=== STORED RECORDS ===
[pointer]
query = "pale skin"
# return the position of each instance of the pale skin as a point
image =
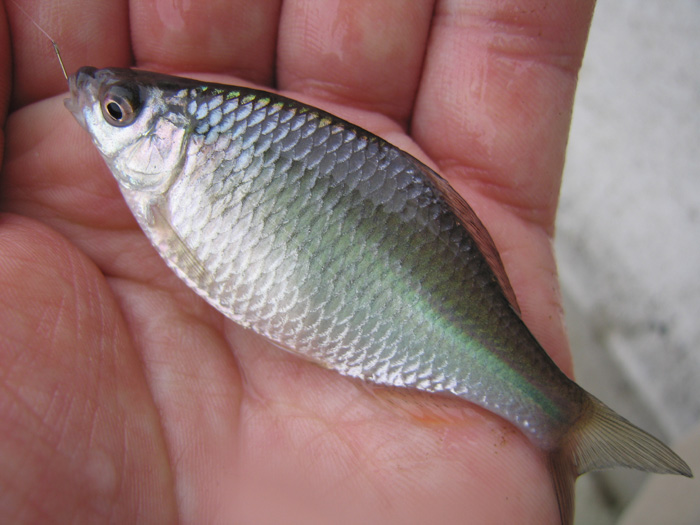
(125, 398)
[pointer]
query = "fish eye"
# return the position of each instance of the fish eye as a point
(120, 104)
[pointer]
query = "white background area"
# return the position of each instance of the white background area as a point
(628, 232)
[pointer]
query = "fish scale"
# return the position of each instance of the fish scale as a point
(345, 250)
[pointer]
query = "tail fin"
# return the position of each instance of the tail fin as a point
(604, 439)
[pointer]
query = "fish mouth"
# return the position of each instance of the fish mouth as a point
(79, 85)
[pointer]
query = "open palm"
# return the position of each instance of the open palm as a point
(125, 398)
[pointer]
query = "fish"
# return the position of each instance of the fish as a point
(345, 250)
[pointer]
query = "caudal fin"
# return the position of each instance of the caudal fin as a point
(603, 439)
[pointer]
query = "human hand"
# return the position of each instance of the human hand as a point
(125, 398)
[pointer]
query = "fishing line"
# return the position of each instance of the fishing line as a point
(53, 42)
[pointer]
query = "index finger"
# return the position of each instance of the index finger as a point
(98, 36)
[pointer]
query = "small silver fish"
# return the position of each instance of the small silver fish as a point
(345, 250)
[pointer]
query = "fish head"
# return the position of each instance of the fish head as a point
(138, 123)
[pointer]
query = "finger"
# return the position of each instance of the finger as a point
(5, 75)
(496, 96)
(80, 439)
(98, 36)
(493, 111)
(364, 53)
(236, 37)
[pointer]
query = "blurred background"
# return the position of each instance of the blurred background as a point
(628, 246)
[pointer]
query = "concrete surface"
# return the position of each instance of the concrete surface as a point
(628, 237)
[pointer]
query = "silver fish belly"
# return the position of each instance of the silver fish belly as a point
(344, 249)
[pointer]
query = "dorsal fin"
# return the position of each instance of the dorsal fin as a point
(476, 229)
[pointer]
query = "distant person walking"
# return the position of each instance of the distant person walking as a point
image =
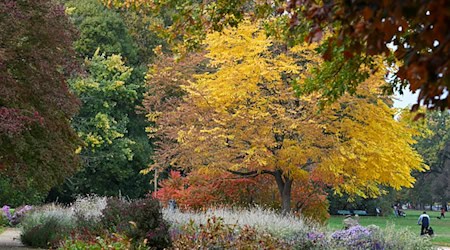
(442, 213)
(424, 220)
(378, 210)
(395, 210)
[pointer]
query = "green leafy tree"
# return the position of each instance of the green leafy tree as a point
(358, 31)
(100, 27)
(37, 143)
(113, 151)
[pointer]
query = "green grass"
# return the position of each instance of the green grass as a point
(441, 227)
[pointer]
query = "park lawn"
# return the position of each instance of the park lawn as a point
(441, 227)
===
=== STORED RECORDS ===
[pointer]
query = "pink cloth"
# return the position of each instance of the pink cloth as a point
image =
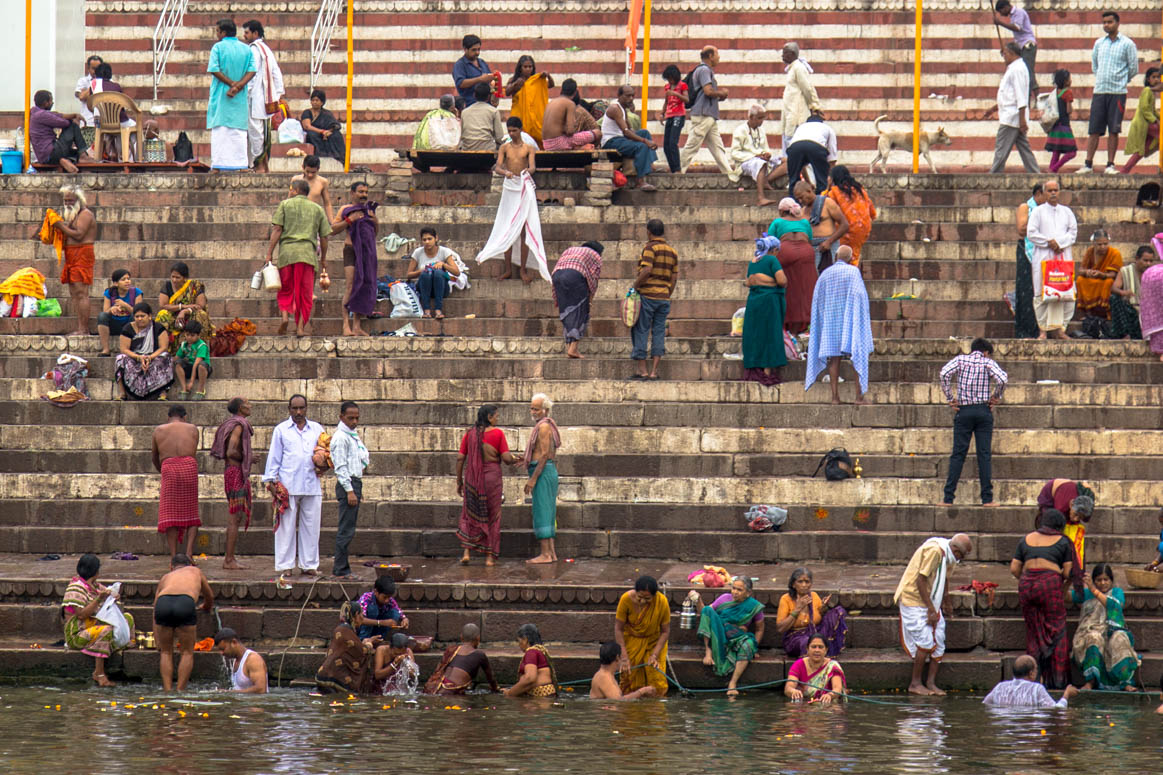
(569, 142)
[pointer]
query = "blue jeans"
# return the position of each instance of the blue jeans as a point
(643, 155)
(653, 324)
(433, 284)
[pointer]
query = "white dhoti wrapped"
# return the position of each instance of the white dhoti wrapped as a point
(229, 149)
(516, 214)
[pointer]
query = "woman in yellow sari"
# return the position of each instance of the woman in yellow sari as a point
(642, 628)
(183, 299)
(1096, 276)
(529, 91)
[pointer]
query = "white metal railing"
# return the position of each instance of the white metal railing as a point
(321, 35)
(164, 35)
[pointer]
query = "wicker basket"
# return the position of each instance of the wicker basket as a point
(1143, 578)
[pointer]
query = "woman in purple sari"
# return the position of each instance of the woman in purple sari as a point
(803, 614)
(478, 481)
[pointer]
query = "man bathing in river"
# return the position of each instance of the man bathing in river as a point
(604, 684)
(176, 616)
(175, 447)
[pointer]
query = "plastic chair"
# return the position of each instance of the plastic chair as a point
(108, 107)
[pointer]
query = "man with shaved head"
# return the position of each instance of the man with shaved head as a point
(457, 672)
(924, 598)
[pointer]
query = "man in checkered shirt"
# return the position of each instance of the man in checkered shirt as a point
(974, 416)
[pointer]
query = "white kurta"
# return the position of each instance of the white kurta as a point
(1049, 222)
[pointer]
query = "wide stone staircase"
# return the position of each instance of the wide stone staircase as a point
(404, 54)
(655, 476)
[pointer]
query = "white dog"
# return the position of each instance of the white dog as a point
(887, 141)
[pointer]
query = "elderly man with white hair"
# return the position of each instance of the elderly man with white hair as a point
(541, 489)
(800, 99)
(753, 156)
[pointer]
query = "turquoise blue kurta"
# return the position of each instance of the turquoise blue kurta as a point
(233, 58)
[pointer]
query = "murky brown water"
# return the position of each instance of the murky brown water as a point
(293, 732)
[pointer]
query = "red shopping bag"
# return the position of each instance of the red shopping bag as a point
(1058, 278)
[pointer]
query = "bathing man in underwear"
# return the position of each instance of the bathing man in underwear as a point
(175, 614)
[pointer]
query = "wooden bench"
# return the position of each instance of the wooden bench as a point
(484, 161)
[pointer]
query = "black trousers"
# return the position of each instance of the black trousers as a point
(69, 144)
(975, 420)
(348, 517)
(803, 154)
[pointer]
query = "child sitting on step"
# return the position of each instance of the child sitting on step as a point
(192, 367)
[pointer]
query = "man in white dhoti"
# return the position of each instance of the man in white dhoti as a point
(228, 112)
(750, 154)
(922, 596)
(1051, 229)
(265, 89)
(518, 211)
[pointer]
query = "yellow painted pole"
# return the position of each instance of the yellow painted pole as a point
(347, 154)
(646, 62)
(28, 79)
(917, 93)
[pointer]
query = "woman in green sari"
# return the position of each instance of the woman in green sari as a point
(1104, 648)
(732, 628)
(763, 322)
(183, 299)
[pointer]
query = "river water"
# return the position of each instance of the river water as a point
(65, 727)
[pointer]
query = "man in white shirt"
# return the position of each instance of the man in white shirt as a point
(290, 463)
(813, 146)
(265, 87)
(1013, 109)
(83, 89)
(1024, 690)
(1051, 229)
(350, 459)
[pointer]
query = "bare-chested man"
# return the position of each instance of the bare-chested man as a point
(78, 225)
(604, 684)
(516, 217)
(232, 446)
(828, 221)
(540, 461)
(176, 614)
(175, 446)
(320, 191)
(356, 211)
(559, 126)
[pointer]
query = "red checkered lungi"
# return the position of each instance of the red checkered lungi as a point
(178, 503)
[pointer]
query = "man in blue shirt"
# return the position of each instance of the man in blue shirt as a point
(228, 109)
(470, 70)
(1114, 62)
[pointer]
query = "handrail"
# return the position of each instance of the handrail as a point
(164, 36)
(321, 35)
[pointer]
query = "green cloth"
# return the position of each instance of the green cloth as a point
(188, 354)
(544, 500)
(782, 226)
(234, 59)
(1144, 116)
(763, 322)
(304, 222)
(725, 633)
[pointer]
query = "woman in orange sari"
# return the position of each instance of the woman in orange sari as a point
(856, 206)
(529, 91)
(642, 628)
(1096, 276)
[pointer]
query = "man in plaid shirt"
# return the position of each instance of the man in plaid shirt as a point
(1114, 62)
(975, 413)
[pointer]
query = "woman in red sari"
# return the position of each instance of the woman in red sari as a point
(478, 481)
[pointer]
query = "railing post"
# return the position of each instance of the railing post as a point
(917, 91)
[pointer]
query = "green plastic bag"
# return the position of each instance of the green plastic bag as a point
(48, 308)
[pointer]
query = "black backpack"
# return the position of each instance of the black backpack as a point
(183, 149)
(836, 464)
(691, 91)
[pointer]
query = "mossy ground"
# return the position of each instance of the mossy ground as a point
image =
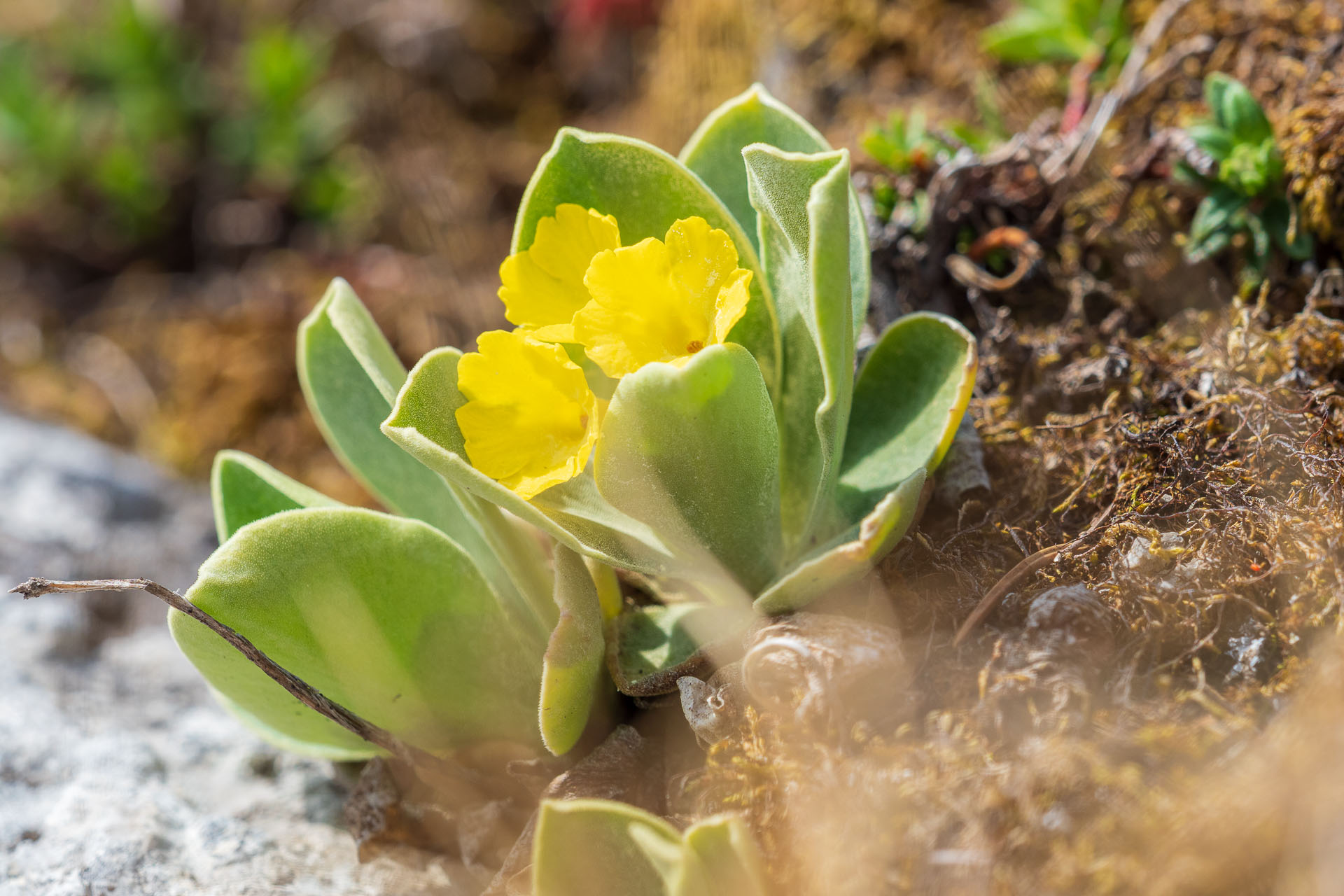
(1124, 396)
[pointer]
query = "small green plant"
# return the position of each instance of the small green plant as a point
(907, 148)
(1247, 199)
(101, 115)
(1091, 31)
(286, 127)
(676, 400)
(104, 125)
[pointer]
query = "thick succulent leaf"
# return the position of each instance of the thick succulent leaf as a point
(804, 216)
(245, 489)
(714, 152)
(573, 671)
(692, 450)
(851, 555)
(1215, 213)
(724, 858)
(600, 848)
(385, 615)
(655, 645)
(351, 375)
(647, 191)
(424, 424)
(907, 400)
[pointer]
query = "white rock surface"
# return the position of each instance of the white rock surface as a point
===
OBJECTIVE: Which lines in the records above contain the word "post"? Identify and copy each of them, treating uppercase and lowercase as different.

FINISHED EXERCISE:
query = "railing post"
# return the position of each instance of the railing post as a point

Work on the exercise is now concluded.